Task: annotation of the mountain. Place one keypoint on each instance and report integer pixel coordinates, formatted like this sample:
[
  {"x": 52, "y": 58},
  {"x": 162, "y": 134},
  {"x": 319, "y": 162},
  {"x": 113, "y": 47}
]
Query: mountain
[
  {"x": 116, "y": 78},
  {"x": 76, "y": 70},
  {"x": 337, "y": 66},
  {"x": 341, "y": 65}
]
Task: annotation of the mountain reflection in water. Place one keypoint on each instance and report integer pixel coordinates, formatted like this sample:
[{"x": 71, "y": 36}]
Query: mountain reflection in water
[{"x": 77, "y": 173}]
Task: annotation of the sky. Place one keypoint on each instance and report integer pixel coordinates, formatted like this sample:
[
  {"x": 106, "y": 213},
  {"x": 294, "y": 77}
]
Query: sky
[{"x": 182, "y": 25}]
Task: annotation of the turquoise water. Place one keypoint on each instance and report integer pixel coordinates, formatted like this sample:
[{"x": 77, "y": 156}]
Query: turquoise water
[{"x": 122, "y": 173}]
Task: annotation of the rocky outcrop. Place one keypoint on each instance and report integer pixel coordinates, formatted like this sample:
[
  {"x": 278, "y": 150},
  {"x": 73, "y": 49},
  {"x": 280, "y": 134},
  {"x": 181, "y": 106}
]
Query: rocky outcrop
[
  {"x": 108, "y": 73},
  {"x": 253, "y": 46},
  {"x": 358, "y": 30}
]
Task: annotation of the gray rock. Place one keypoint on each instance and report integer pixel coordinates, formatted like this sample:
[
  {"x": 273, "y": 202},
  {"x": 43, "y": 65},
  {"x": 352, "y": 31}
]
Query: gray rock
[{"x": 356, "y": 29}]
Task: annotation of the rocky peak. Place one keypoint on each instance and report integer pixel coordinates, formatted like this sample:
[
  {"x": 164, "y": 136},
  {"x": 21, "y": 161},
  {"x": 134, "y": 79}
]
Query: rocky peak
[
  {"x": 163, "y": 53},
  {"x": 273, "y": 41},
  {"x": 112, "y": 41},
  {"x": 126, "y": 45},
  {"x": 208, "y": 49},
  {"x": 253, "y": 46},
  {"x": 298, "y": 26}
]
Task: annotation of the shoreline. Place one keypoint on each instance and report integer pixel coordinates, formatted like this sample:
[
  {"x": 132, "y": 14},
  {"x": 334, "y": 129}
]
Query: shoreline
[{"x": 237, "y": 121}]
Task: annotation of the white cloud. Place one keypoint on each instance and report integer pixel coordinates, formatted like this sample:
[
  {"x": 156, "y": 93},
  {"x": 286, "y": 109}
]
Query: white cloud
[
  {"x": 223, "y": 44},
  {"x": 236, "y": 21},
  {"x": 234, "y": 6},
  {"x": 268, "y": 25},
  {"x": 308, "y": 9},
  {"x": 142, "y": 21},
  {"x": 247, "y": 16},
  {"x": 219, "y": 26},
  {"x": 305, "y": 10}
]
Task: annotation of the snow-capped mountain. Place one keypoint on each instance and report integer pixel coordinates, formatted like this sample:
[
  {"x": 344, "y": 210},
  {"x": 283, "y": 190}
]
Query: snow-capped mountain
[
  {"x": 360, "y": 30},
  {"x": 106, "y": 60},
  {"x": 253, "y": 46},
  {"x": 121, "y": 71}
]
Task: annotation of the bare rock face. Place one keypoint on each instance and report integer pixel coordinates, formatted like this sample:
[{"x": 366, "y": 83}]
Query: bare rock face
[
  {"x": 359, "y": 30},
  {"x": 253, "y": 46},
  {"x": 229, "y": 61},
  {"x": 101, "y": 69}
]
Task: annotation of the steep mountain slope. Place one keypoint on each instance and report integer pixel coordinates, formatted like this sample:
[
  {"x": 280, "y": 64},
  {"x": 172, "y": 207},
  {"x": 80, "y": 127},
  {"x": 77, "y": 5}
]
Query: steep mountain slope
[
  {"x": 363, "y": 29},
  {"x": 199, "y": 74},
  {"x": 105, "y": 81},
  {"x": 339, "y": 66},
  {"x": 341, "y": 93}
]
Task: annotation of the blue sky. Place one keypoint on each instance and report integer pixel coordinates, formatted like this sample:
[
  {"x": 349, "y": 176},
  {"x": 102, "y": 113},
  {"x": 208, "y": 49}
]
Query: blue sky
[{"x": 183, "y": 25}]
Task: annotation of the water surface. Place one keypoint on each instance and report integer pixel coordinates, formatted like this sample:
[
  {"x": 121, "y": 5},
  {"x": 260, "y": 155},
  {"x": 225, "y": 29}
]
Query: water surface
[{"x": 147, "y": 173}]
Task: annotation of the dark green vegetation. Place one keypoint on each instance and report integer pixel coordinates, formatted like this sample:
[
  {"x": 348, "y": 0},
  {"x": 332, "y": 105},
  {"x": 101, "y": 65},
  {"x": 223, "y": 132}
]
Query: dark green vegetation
==*==
§ Stated task: Make an exact copy of the material above.

§ Output for this exercise:
Task: annotation of the mountain. Place one keypoint on each instance and report integer pixel coordinates, formatted like this sample:
[
  {"x": 52, "y": 58},
  {"x": 162, "y": 134},
  {"x": 319, "y": 162},
  {"x": 113, "y": 47}
]
Query: mountain
[
  {"x": 116, "y": 78},
  {"x": 76, "y": 70},
  {"x": 337, "y": 66},
  {"x": 341, "y": 65}
]
Task: annotation of the mountain reflection in water. Place one keypoint on each instance and report integer pixel coordinates, formatted like this sample:
[{"x": 71, "y": 36}]
Query: mountain reflection in water
[{"x": 77, "y": 173}]
Task: annotation of the sky. Place one keypoint on each instance and report integer pixel coordinates, formatted like this sample:
[
  {"x": 106, "y": 213},
  {"x": 294, "y": 77}
]
Query: sky
[{"x": 182, "y": 25}]
Task: annotation of the turquoise water. Place one keypoint on each instance and report integer pixel coordinates, formatted like this sample:
[{"x": 77, "y": 156}]
Query: turquoise water
[{"x": 122, "y": 173}]
Task: annotation of the rocky outcrop. Place one keypoint on each instance and report integer pixel coordinates, formatted like this sample:
[
  {"x": 278, "y": 150},
  {"x": 73, "y": 49},
  {"x": 280, "y": 134},
  {"x": 181, "y": 106}
]
Query: rocky outcrop
[
  {"x": 108, "y": 73},
  {"x": 253, "y": 46},
  {"x": 358, "y": 30}
]
Task: annotation of the gray rock. Place one keypoint on each instance and report integer pixel coordinates, formatted like this sample:
[
  {"x": 273, "y": 202},
  {"x": 43, "y": 65},
  {"x": 352, "y": 31}
]
Query: gray rock
[{"x": 356, "y": 29}]
Task: annotation of the rocky peak. Place one keypoint on each instance and report integer pixel coordinates, formatted like this sample:
[
  {"x": 164, "y": 136},
  {"x": 21, "y": 161},
  {"x": 134, "y": 79}
]
Query: rocky peak
[
  {"x": 163, "y": 53},
  {"x": 273, "y": 41},
  {"x": 112, "y": 41},
  {"x": 126, "y": 45},
  {"x": 208, "y": 49},
  {"x": 253, "y": 46},
  {"x": 298, "y": 26}
]
Task: annotation of the shoreline. Place one keypoint on each instance and report integer pixel coordinates, formatted like this sample:
[
  {"x": 132, "y": 14},
  {"x": 334, "y": 129}
]
Query: shoreline
[{"x": 237, "y": 121}]
Task: annotation of the white cloud. Place one keypoint on each instance and report integer pixel coordinates, formatted like this sample:
[
  {"x": 156, "y": 93},
  {"x": 286, "y": 109}
]
Query: white cloud
[
  {"x": 223, "y": 44},
  {"x": 236, "y": 21},
  {"x": 234, "y": 6},
  {"x": 268, "y": 25},
  {"x": 308, "y": 9},
  {"x": 142, "y": 21},
  {"x": 247, "y": 16},
  {"x": 219, "y": 26},
  {"x": 305, "y": 10}
]
Task: annotation of the snow-capped mountain. Place one keypoint on each instance and report integer pixel coordinates, formatted like this sample:
[
  {"x": 344, "y": 210},
  {"x": 283, "y": 190}
]
Query: snow-capped mountain
[
  {"x": 360, "y": 30},
  {"x": 106, "y": 60},
  {"x": 253, "y": 46},
  {"x": 121, "y": 71}
]
Task: annotation of the bare rock face. Place one keypoint on each instance and report integer pixel coordinates, formatted like this sample:
[{"x": 366, "y": 83}]
Query: bare rock face
[
  {"x": 359, "y": 30},
  {"x": 253, "y": 46},
  {"x": 229, "y": 61},
  {"x": 101, "y": 69}
]
Task: annotation of the steep mountain slope. Place one keypoint on each instance and report integer pixel coordinates, formatted like this sample:
[
  {"x": 280, "y": 64},
  {"x": 172, "y": 207},
  {"x": 80, "y": 127},
  {"x": 77, "y": 5}
]
Query: steep mountain slope
[
  {"x": 363, "y": 29},
  {"x": 199, "y": 74},
  {"x": 105, "y": 81},
  {"x": 339, "y": 66},
  {"x": 341, "y": 93}
]
Task: annotation of the blue sky. Place one keypoint on each instance and report integer pixel coordinates, formatted like this sample:
[
  {"x": 349, "y": 176},
  {"x": 102, "y": 113},
  {"x": 208, "y": 49}
]
Query: blue sky
[{"x": 183, "y": 25}]
Task: annotation of the water surface. Place one keypoint on each instance and report integer pixel coordinates, formatted like this sample:
[
  {"x": 121, "y": 5},
  {"x": 260, "y": 155},
  {"x": 225, "y": 29}
]
Query: water surface
[{"x": 147, "y": 173}]
Task: annotation of the dark green vegetation. Place one keypoint on each instance and report integer pixel coordinates, formatted like this sample:
[
  {"x": 348, "y": 0},
  {"x": 332, "y": 105},
  {"x": 101, "y": 65},
  {"x": 223, "y": 132}
]
Query: dark green vegetation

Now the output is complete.